___ DATA EXCERPTS ___
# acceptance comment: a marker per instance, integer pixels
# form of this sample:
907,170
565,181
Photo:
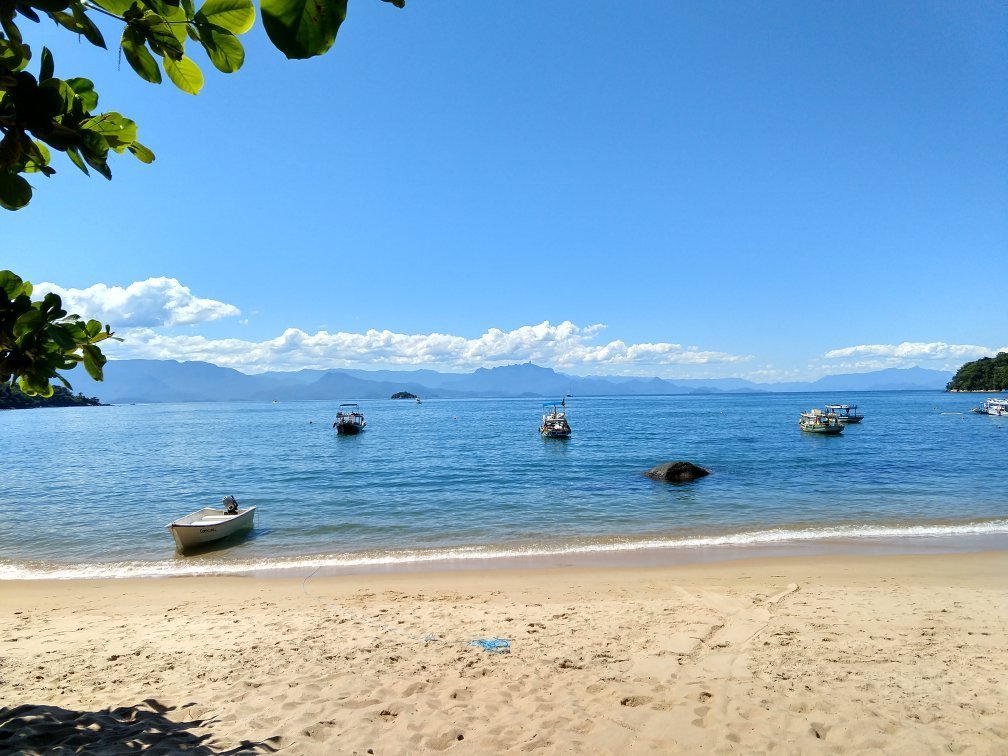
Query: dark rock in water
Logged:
676,472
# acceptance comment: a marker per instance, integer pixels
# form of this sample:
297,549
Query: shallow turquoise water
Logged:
88,491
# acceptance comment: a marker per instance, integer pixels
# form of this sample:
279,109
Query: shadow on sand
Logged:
31,729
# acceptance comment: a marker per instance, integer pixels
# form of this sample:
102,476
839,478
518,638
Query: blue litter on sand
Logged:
493,645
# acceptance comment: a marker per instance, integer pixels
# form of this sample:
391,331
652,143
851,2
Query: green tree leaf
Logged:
84,89
119,131
15,193
302,28
47,67
87,27
134,45
142,153
237,16
119,7
223,47
184,74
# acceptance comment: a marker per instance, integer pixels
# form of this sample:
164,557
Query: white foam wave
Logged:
405,557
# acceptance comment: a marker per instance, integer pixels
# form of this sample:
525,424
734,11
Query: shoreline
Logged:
894,653
634,553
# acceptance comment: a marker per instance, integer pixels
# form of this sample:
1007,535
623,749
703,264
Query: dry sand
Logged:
890,654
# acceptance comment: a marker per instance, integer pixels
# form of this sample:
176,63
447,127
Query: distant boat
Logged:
995,406
210,524
845,413
817,421
349,419
554,424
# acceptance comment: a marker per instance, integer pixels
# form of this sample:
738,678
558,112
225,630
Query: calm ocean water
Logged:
87,492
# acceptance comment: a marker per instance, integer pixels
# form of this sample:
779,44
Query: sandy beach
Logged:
831,654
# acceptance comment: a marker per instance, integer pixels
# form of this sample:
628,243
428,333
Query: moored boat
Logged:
210,524
554,424
817,421
845,413
995,406
349,419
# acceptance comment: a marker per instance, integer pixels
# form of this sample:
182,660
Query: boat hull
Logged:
822,429
548,433
209,525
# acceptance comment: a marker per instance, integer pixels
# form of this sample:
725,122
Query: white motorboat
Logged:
349,420
845,413
554,424
817,421
210,524
995,406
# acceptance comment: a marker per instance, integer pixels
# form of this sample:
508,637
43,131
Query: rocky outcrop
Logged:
676,472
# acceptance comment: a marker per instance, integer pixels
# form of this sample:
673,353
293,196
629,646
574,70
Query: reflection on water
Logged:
98,484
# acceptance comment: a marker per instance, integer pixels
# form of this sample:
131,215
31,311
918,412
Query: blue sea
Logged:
88,491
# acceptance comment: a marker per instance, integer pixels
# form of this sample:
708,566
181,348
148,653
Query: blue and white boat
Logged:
995,406
554,424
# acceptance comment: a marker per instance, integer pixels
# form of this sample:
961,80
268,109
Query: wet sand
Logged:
830,653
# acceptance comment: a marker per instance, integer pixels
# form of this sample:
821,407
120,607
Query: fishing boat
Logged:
210,524
349,419
817,421
995,406
554,424
845,413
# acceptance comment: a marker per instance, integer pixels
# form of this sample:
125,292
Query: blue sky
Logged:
770,191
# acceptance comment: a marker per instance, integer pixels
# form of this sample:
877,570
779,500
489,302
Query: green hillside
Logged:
12,398
985,374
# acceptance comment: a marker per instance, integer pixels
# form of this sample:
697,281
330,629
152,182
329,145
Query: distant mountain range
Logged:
168,381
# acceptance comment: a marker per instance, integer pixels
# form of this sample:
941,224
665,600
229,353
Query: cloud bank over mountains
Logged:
563,346
147,313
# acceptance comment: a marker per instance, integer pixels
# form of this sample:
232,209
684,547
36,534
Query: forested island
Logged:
11,397
985,374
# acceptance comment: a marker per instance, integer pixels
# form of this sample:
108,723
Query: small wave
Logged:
175,568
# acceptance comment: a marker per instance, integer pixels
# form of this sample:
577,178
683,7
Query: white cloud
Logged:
150,303
908,354
563,346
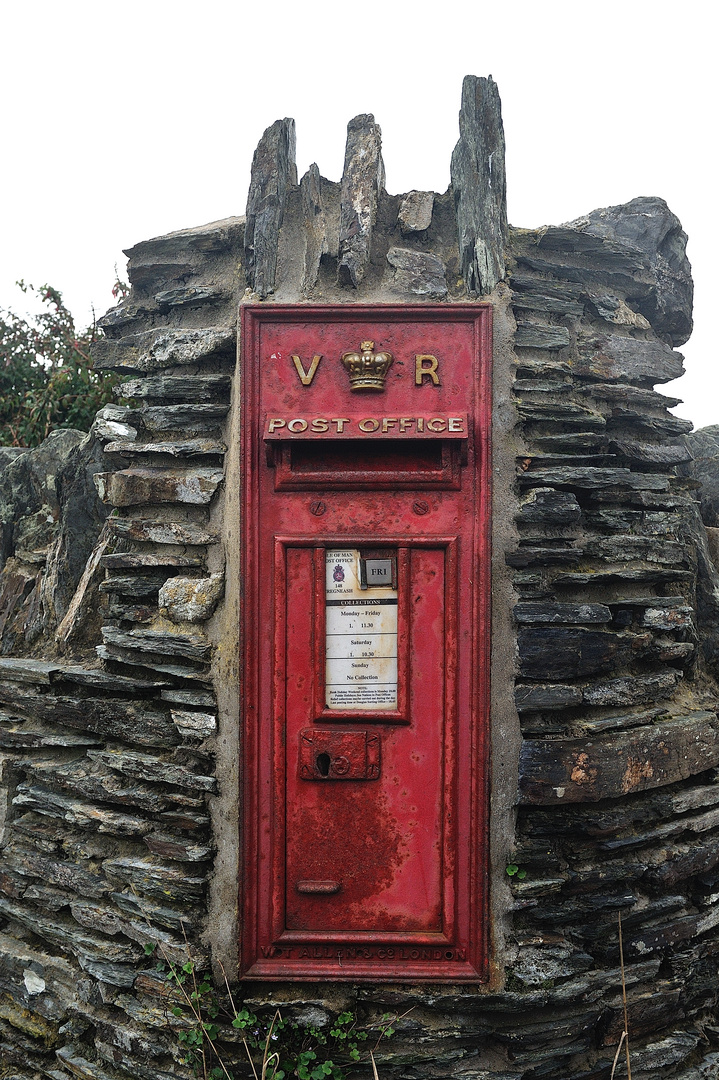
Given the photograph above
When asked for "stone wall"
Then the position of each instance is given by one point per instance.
(120, 745)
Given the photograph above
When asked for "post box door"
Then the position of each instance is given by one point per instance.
(365, 688)
(368, 805)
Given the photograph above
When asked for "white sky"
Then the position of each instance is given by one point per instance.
(125, 120)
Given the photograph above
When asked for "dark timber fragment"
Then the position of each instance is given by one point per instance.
(586, 770)
(479, 186)
(273, 173)
(315, 226)
(363, 179)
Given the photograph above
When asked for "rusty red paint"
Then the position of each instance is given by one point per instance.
(365, 831)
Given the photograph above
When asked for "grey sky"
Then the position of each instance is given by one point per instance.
(124, 121)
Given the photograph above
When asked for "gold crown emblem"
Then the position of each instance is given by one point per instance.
(367, 369)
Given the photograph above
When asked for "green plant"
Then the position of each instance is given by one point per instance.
(275, 1048)
(46, 380)
(517, 872)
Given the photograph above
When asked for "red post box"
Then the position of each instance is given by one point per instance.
(365, 434)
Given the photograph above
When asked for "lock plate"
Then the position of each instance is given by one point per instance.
(339, 755)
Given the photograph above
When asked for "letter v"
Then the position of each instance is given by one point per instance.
(306, 377)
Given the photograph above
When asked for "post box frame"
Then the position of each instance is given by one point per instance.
(374, 956)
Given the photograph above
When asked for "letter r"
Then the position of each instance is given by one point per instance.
(425, 366)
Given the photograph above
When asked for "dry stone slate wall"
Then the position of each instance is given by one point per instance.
(119, 767)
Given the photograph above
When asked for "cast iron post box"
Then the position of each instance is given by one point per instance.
(366, 466)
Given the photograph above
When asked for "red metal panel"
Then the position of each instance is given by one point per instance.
(365, 821)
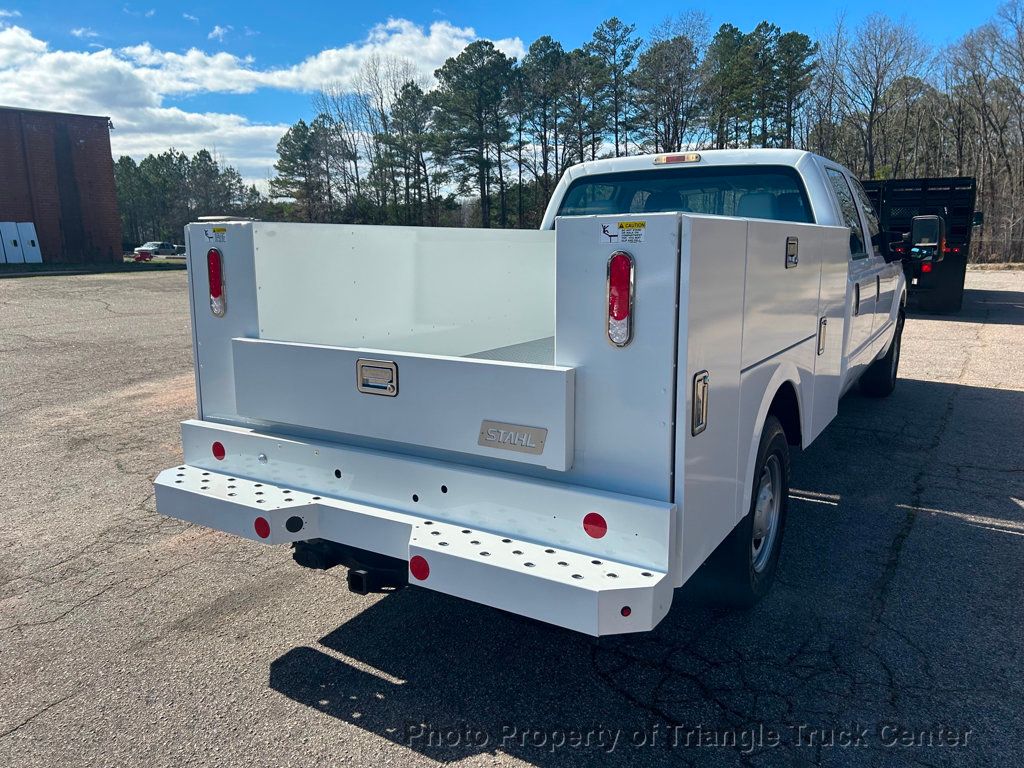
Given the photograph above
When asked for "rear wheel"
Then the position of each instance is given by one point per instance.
(880, 378)
(743, 566)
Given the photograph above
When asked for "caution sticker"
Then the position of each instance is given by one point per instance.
(624, 231)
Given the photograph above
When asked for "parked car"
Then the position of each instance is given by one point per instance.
(155, 248)
(563, 424)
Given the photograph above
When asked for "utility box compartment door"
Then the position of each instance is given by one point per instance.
(30, 243)
(11, 243)
(511, 411)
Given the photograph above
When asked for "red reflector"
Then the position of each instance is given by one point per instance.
(419, 568)
(595, 525)
(621, 298)
(215, 272)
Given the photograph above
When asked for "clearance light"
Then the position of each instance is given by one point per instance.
(215, 271)
(595, 525)
(419, 568)
(621, 268)
(689, 157)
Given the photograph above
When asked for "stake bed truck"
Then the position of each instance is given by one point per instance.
(564, 424)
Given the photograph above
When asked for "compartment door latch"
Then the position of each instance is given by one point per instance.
(377, 377)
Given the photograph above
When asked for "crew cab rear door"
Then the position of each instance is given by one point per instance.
(862, 288)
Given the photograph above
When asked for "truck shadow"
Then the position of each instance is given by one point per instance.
(847, 635)
(982, 305)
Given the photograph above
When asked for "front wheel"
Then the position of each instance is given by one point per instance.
(744, 564)
(880, 378)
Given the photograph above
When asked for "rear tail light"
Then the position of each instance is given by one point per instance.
(215, 271)
(621, 286)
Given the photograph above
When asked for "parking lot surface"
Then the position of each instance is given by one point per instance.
(893, 636)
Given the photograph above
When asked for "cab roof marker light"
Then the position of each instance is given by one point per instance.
(689, 157)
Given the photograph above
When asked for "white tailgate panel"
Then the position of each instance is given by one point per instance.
(434, 291)
(441, 401)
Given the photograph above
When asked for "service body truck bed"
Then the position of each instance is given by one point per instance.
(564, 424)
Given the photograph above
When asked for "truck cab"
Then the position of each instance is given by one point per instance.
(772, 184)
(564, 423)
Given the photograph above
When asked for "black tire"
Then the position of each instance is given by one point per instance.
(880, 378)
(739, 573)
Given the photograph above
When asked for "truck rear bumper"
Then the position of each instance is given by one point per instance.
(527, 553)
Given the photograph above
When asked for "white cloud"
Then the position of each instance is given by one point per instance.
(132, 85)
(218, 33)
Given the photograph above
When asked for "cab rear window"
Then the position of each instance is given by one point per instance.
(763, 193)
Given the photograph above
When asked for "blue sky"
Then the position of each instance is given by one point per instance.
(131, 60)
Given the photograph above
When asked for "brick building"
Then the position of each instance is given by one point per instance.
(56, 171)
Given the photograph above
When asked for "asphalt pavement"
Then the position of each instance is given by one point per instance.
(893, 637)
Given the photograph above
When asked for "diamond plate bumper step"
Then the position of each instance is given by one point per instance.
(577, 591)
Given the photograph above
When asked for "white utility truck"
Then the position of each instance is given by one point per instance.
(564, 424)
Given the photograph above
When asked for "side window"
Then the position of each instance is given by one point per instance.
(849, 210)
(873, 230)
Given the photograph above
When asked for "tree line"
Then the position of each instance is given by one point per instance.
(163, 193)
(484, 141)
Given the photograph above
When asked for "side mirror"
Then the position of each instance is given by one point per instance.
(928, 238)
(896, 245)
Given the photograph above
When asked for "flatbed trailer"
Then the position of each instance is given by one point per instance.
(933, 285)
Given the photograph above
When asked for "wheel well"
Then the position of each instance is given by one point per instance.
(785, 408)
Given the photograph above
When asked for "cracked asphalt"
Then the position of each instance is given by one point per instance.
(894, 636)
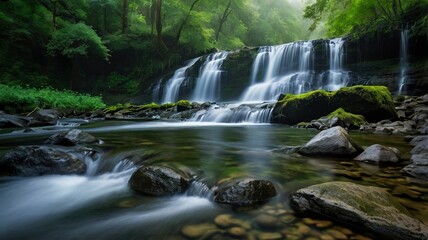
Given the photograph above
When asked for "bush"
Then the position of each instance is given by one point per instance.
(16, 99)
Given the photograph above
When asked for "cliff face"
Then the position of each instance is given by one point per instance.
(372, 60)
(375, 60)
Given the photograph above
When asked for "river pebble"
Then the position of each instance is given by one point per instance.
(269, 236)
(267, 221)
(203, 230)
(237, 232)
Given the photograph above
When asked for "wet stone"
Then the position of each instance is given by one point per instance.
(303, 229)
(237, 232)
(287, 218)
(267, 221)
(404, 191)
(326, 237)
(337, 234)
(203, 230)
(323, 224)
(269, 236)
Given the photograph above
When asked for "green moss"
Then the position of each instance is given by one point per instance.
(353, 119)
(295, 99)
(167, 105)
(377, 94)
(151, 106)
(185, 103)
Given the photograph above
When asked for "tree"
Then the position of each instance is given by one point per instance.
(223, 19)
(74, 41)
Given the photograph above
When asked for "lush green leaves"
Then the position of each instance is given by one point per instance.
(77, 40)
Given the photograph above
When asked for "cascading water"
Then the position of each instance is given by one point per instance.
(208, 83)
(174, 83)
(337, 78)
(237, 113)
(287, 69)
(403, 61)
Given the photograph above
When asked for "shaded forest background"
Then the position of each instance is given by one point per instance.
(117, 47)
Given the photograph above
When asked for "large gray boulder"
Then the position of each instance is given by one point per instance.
(332, 142)
(368, 207)
(10, 121)
(35, 161)
(159, 181)
(44, 117)
(418, 168)
(71, 138)
(379, 154)
(244, 192)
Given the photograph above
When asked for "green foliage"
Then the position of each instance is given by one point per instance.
(352, 119)
(184, 103)
(17, 99)
(76, 40)
(361, 17)
(121, 83)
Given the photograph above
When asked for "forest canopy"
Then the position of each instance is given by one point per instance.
(120, 46)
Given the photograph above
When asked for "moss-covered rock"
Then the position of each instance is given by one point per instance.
(371, 208)
(374, 103)
(183, 105)
(295, 108)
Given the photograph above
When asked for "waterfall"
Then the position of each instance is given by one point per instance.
(403, 60)
(337, 78)
(260, 63)
(173, 85)
(287, 69)
(237, 113)
(208, 83)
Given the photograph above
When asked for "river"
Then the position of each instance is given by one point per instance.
(99, 205)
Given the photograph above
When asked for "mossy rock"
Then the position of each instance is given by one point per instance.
(350, 120)
(296, 108)
(183, 105)
(374, 103)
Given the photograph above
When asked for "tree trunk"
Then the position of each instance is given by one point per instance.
(125, 10)
(105, 18)
(159, 24)
(223, 19)
(177, 37)
(153, 15)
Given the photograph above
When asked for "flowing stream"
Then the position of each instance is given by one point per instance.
(403, 61)
(99, 205)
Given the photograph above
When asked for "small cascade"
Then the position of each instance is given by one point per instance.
(337, 78)
(287, 69)
(208, 83)
(199, 189)
(236, 113)
(124, 165)
(171, 92)
(259, 65)
(403, 60)
(156, 91)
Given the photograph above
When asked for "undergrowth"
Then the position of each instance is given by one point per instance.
(16, 99)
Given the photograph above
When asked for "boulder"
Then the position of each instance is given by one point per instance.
(374, 103)
(159, 181)
(337, 118)
(35, 161)
(71, 138)
(44, 117)
(332, 142)
(371, 208)
(244, 192)
(296, 108)
(10, 121)
(379, 154)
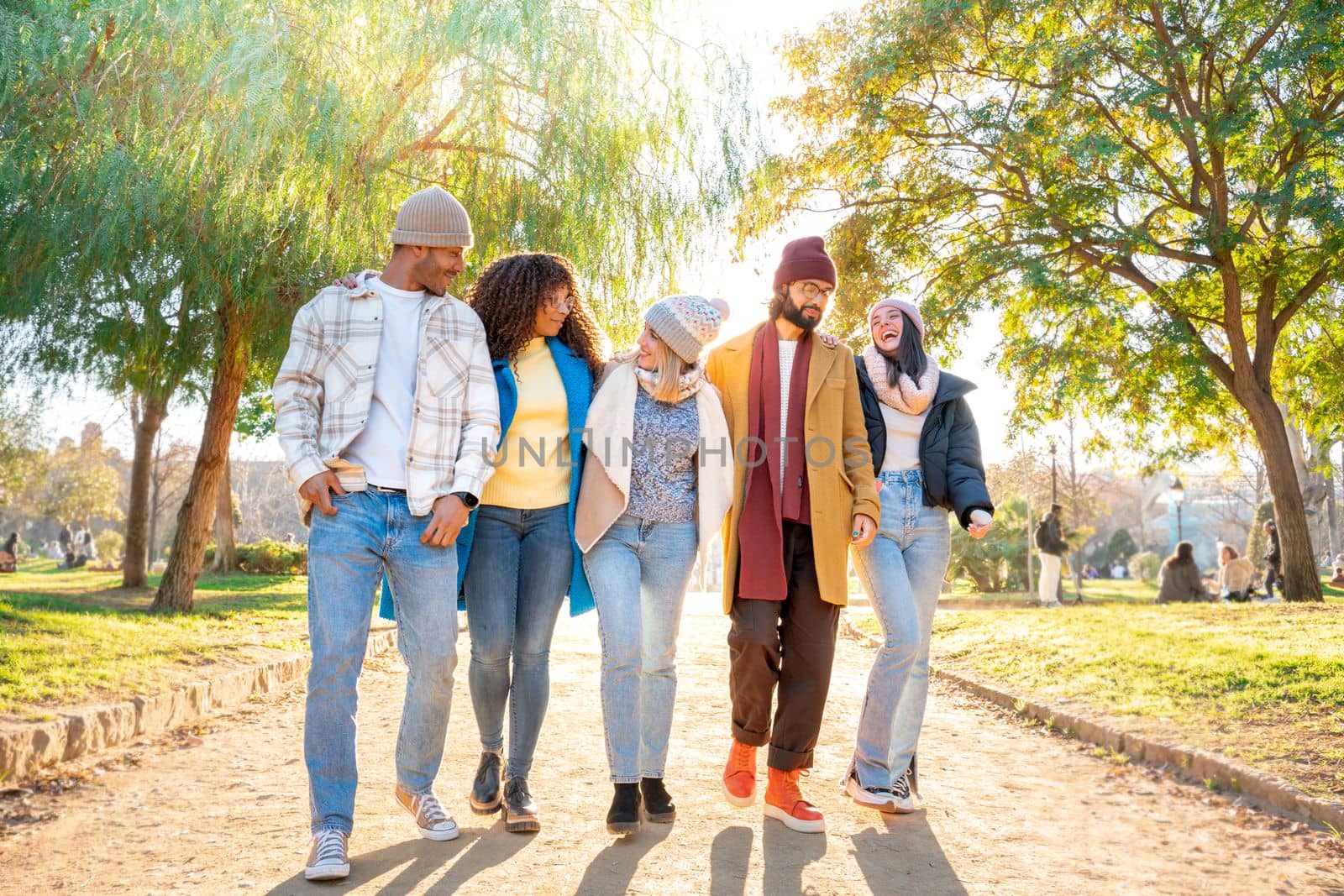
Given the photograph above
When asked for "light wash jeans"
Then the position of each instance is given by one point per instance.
(1052, 564)
(902, 571)
(638, 573)
(347, 555)
(515, 584)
___
- [WHAT IS ASKED] Show every line of the items that contains the word "small".

- [EXPECTED OUTPUT]
Query: small wave
When asked for "small cascade"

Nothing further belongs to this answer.